◆ **TEXT PASSAGE**:
## begin

Payroll employment, earnings and hours, May 2019
Average weekly earnings of non-farm payroll employees were $1,031 in May, up 1.1% from April. Earnings were up 3.4% compared with 12 months earlier.
In general, changes in weekly earnings reflect a number of factors, including wage growth; changes in the composition of employment by industry, occupation and level of job experience; and average hours worked per week.
Non-farm payroll employees worked an average of 32.7 hours per week in May, little changed from the previous month and 12 months earlier.
To explore the most recent results of the Survey of Employment, Payrolls and Hours in an interactive format, visit the "Earnings and payroll employment in brief: Interactive app."
Earnings up across all largest industrial sectors
Compared with 12 months earlier, average weekly earnings were up in all of the 10 largest industrial sectors, led by administrative and support services.

## end

◆ **SOURCE MATERIAL**:
## begin

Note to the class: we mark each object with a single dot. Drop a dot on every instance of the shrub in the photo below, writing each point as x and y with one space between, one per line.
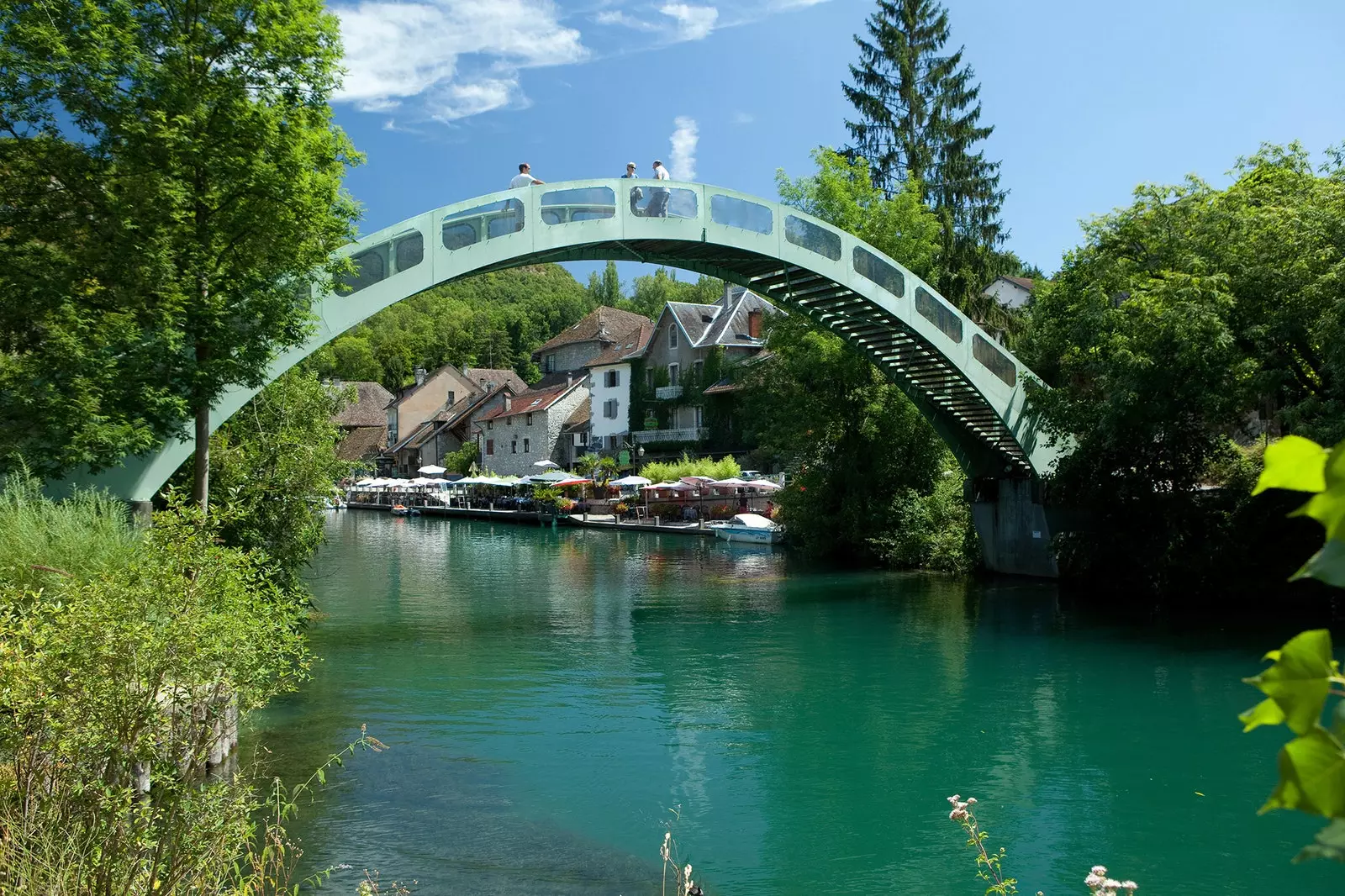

## end

◆ **WHAT IS ASKED**: Print the May 2019 payroll employment and earnings report in full, word for word, with nothing changed.

◆ **ANSWER TO THE PROBLEM**:
Payroll employment, earnings and hours, May 2019
Average weekly earnings of non-farm payroll employees were $1,031 in May, up 1.1% from April. Earnings were up 3.4% compared with 12 months earlier.
In general, changes in weekly earnings reflect a number of factors, including wage growth; changes in the composition of employment by industry, occupation and level of job experience; and average hours worked per week.
Non-farm payroll employees worked an average of 32.7 hours per week in May, little changed from the previous month and 12 months earlier.
To explore the most recent results of the Survey of Employment, Payrolls and Hours in an interactive format, visit the "Earnings and payroll employment in brief: Interactive app."
Earnings up across all largest industrial sectors
Compared with 12 months earlier, average weekly earnings were up in all of the 10 largest industrial sectors, led by administrative and support services.